:: What the task requires ::
Your task is to reproduce, exactly and only, the lines running from the line containing "Dataset curation — class: pale" to the end of the data below, both included.

#### Dataset records

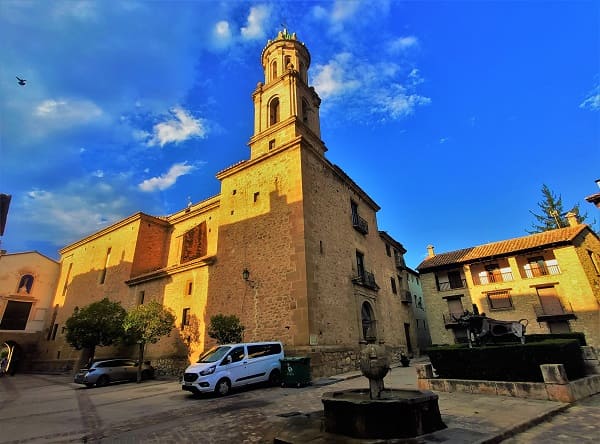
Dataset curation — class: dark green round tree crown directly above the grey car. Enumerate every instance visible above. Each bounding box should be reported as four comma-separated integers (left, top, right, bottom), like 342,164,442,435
65,298,126,361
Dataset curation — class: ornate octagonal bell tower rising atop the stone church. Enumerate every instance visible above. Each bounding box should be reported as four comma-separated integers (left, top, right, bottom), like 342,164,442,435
248,29,327,160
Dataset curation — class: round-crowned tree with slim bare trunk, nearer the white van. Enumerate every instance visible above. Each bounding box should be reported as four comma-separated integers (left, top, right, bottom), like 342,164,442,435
123,301,175,382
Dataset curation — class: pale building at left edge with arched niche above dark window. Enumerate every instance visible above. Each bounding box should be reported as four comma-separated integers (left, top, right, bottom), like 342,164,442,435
0,251,60,367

########

:: Solved exercise ::
Dataset curation — class: pale building at left edge with arched niche above dark window. Enumerate every instance visible above. Each bounding box should be reported as four comma-separated integers (left, top, right, bottom), like 342,164,442,435
0,251,60,367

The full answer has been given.